» **TASK DETAILS**
Exactly those lines from the one with "negative clicks: (207, 68) (198, 51)" through the end of the listing below must be returned, and nothing else.

*** Begin section ***

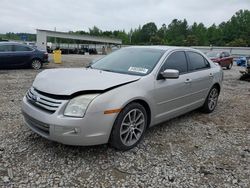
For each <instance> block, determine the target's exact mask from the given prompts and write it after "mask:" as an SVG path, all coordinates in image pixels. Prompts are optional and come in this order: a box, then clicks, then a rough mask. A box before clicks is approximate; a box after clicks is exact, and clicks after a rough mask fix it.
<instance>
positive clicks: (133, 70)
mask: <svg viewBox="0 0 250 188" xmlns="http://www.w3.org/2000/svg"><path fill="white" fill-rule="evenodd" d="M128 71H131V72H138V73H143V74H146V73H147V72H148V69H146V68H142V67H129V69H128Z"/></svg>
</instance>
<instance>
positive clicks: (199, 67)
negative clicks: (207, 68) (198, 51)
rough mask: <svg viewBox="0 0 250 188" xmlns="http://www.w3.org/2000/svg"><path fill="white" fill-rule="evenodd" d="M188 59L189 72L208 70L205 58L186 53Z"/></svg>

*** End section ***

» **WRITTEN ANSWER**
negative clicks: (207, 68) (198, 51)
rough mask: <svg viewBox="0 0 250 188" xmlns="http://www.w3.org/2000/svg"><path fill="white" fill-rule="evenodd" d="M188 59L189 72L208 70L205 58L186 53Z"/></svg>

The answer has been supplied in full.